Dance
Leaping into the air, gliding, soaring, feeling the rush of
wind on your face
then back down again
where your intricate steps
are noiseless, never sounding
then around and around
you pirouette, you can’t stop,
your feet are in constant
motion, you get hotter and
hotter, the stage lights become
unbearable
then it’s over, all over
another evening
another performance
another feeling of victory.
I was very proud on that fall day, when for the first time, my words were published for others to read. Granted, the year was 1974, and I was 14, but that’s okay. It was published in my high school’s creative literary magazine, Gallimaufry, during the 1974-75 school year.
I couldn’t remember what Gallimaufry meant. It is “a confused jumble or medley of things.” The example provided online is “a glorious gallimaufry of childhood perceptions.” Each edition included poems, short stories, photography and drawings.
This single printed copy survived probably a dozen moves, pushed deeper and deeper into the pile of When I Was Young. I re-discovered it this summer.

I think it speaks to me because in 1974, I didn’t even know that I liked to write; I didn’t know that I harbored a secret dream to show my words to others; what an audacious thought.
I’m pretty sure I can connect where words on pages first brought me happiness. Like many of us, I read and read as a child; Grimms’ Fairy Tales, Swallows and Amazons, Swiss Family Robinson, Julie of the Wolves, The Secrets of Hidden Creek, The Mixed-Up Files of Mrs. Basil E. Frankweiler, The Count of Monte Christo and All Creatures Great and Small to name only a few of my favorites. As Anonymous writes in her diary Go Ask Alice:
“When I was hit by a car in the fifth grade and was in a cast for such a long time, I would have died without my books. Even now, I’m not really sure which parts of myself are real and which parts are things I’ve gotten from books.”

*PROBLEMS TO SOLVE:*
(1) Reproduce the part of the essay beginning at the words "I couldn’t remember" and stopping after "photography and drawings.", but rename "edition" as "issue".
(2) According to the essay, why does the rediscovered poem speak to the writer? Answer in one to three sentences.
Rely only on the essay to complete these tasks.

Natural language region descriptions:
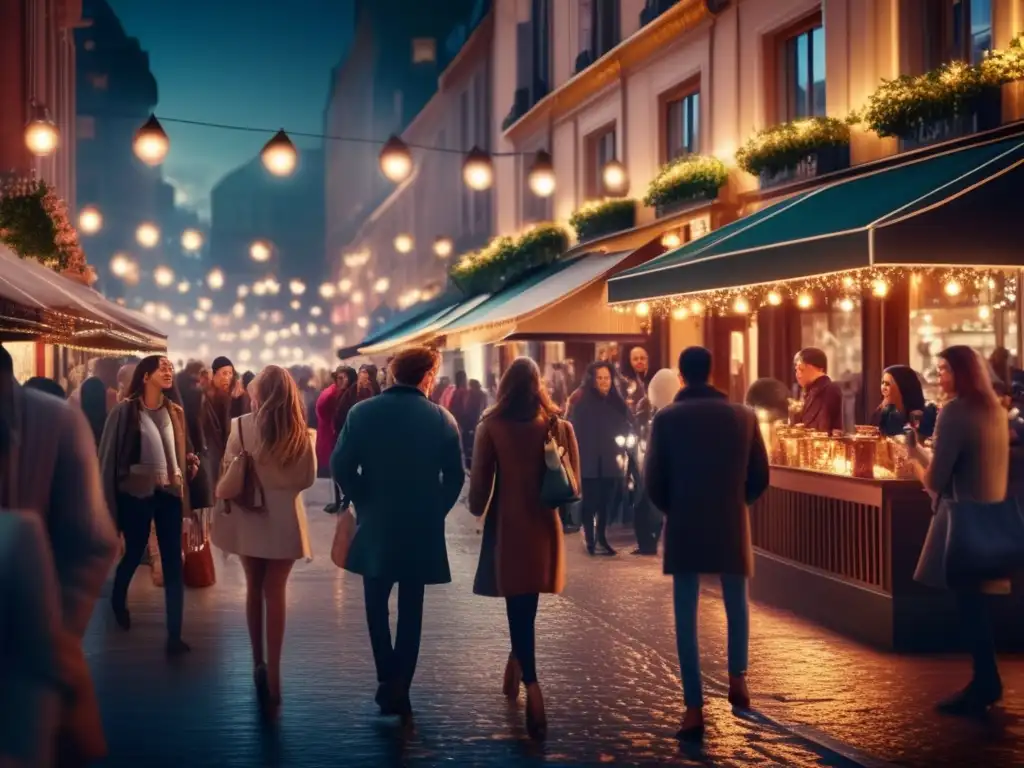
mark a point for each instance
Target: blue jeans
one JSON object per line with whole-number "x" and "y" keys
{"x": 686, "y": 590}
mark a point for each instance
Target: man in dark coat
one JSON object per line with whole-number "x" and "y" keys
{"x": 398, "y": 460}
{"x": 822, "y": 410}
{"x": 706, "y": 463}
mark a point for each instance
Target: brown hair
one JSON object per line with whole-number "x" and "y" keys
{"x": 411, "y": 366}
{"x": 971, "y": 379}
{"x": 281, "y": 418}
{"x": 521, "y": 393}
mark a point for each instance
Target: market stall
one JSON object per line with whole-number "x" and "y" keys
{"x": 886, "y": 265}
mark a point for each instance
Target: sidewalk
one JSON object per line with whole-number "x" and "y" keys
{"x": 821, "y": 684}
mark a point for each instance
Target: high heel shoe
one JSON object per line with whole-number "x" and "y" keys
{"x": 537, "y": 719}
{"x": 513, "y": 678}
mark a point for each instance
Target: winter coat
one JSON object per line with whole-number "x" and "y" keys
{"x": 522, "y": 552}
{"x": 398, "y": 459}
{"x": 706, "y": 463}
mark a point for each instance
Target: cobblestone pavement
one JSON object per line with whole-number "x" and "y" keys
{"x": 606, "y": 660}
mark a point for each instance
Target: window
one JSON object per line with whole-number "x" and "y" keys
{"x": 804, "y": 74}
{"x": 424, "y": 50}
{"x": 604, "y": 27}
{"x": 956, "y": 30}
{"x": 682, "y": 126}
{"x": 600, "y": 147}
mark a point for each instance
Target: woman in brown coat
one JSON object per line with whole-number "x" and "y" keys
{"x": 522, "y": 553}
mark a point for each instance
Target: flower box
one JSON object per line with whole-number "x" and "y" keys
{"x": 603, "y": 217}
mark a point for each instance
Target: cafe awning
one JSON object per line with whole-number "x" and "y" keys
{"x": 498, "y": 316}
{"x": 957, "y": 207}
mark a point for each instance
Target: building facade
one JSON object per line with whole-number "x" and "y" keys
{"x": 37, "y": 77}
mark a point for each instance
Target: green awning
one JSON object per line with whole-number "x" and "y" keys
{"x": 957, "y": 207}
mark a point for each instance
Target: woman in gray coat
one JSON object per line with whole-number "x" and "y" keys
{"x": 970, "y": 461}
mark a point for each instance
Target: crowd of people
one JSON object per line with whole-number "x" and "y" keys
{"x": 176, "y": 462}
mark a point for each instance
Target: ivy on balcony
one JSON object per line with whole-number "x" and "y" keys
{"x": 603, "y": 217}
{"x": 506, "y": 260}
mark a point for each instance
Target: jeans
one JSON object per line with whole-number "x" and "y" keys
{"x": 977, "y": 628}
{"x": 394, "y": 664}
{"x": 521, "y": 610}
{"x": 686, "y": 590}
{"x": 134, "y": 518}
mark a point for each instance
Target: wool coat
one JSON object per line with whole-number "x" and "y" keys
{"x": 522, "y": 550}
{"x": 706, "y": 463}
{"x": 398, "y": 460}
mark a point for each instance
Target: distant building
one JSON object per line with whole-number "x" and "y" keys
{"x": 251, "y": 205}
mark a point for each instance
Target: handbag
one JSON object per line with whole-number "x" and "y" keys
{"x": 344, "y": 532}
{"x": 240, "y": 482}
{"x": 984, "y": 541}
{"x": 559, "y": 485}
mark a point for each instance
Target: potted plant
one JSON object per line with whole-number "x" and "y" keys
{"x": 603, "y": 217}
{"x": 803, "y": 147}
{"x": 684, "y": 180}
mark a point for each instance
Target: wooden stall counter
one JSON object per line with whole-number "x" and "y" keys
{"x": 842, "y": 552}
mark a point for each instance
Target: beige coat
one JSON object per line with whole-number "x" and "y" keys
{"x": 280, "y": 530}
{"x": 53, "y": 472}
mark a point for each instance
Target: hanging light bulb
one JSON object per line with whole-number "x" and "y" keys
{"x": 280, "y": 156}
{"x": 192, "y": 240}
{"x": 90, "y": 220}
{"x": 614, "y": 176}
{"x": 442, "y": 247}
{"x": 478, "y": 170}
{"x": 403, "y": 243}
{"x": 395, "y": 160}
{"x": 163, "y": 276}
{"x": 542, "y": 175}
{"x": 215, "y": 280}
{"x": 41, "y": 135}
{"x": 151, "y": 143}
{"x": 259, "y": 251}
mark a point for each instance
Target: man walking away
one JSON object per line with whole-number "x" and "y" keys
{"x": 706, "y": 463}
{"x": 398, "y": 459}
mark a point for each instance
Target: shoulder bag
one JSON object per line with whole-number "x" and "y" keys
{"x": 560, "y": 485}
{"x": 240, "y": 483}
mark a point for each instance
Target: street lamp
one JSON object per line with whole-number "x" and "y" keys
{"x": 542, "y": 175}
{"x": 151, "y": 143}
{"x": 478, "y": 170}
{"x": 280, "y": 156}
{"x": 147, "y": 235}
{"x": 90, "y": 220}
{"x": 395, "y": 160}
{"x": 41, "y": 135}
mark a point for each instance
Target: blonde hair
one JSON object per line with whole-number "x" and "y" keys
{"x": 281, "y": 419}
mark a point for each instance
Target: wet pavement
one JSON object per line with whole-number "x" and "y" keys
{"x": 606, "y": 662}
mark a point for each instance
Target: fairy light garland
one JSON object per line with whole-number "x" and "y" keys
{"x": 846, "y": 289}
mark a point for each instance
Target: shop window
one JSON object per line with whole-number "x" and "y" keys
{"x": 956, "y": 30}
{"x": 981, "y": 314}
{"x": 682, "y": 126}
{"x": 802, "y": 72}
{"x": 600, "y": 150}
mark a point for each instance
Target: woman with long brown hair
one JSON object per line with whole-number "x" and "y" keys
{"x": 970, "y": 462}
{"x": 522, "y": 554}
{"x": 270, "y": 540}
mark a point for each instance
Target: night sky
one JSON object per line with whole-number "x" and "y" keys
{"x": 254, "y": 62}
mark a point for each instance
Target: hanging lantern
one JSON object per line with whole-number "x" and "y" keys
{"x": 90, "y": 220}
{"x": 151, "y": 143}
{"x": 478, "y": 170}
{"x": 542, "y": 175}
{"x": 395, "y": 160}
{"x": 280, "y": 156}
{"x": 41, "y": 135}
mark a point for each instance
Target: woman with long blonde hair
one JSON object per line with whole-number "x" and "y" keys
{"x": 269, "y": 540}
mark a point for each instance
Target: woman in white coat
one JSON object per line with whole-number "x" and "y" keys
{"x": 270, "y": 540}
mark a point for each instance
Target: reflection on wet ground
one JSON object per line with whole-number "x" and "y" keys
{"x": 606, "y": 660}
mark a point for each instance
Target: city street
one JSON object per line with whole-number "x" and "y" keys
{"x": 606, "y": 660}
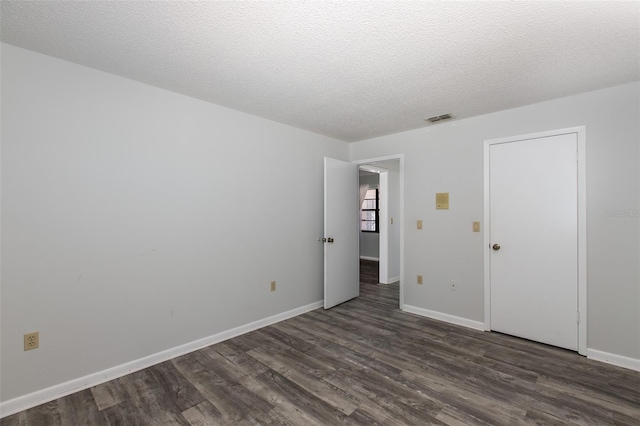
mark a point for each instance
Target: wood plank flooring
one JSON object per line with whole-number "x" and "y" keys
{"x": 361, "y": 363}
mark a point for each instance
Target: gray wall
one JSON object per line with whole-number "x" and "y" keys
{"x": 132, "y": 223}
{"x": 448, "y": 158}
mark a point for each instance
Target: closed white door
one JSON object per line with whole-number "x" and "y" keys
{"x": 534, "y": 239}
{"x": 341, "y": 232}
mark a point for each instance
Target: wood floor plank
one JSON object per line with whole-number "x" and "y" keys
{"x": 363, "y": 362}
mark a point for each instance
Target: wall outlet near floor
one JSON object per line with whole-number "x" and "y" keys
{"x": 31, "y": 341}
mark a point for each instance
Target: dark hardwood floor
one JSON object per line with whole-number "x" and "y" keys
{"x": 363, "y": 362}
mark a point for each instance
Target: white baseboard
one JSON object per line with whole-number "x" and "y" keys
{"x": 377, "y": 259}
{"x": 25, "y": 402}
{"x": 465, "y": 322}
{"x": 613, "y": 359}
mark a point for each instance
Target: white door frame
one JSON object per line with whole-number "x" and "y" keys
{"x": 580, "y": 132}
{"x": 383, "y": 225}
{"x": 400, "y": 158}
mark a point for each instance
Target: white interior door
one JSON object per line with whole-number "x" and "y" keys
{"x": 534, "y": 239}
{"x": 341, "y": 232}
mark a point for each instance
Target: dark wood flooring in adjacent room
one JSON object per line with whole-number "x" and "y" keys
{"x": 363, "y": 362}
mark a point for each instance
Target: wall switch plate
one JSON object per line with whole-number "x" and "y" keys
{"x": 442, "y": 201}
{"x": 31, "y": 341}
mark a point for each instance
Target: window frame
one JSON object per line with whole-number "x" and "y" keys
{"x": 376, "y": 211}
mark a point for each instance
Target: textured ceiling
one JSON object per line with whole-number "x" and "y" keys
{"x": 350, "y": 70}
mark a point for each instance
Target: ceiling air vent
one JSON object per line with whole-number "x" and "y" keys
{"x": 437, "y": 118}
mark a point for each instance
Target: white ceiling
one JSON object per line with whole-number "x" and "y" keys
{"x": 350, "y": 70}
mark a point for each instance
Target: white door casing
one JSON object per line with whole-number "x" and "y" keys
{"x": 384, "y": 216}
{"x": 535, "y": 284}
{"x": 341, "y": 232}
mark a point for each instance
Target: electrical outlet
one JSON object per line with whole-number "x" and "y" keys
{"x": 31, "y": 341}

*RESPONSES:*
(1)
I couldn’t remember what Gallimaufry meant. It is “a confused jumble or medley of things.” The example provided online is “a glorious gallimaufry of childhood perceptions.” Each issue included poems, short stories, photography and drawings.

(2) The poem speaks to the writer because in 1974 the writer did not yet know they liked to write. They also did not know they harbored a secret dream of showing their words to others.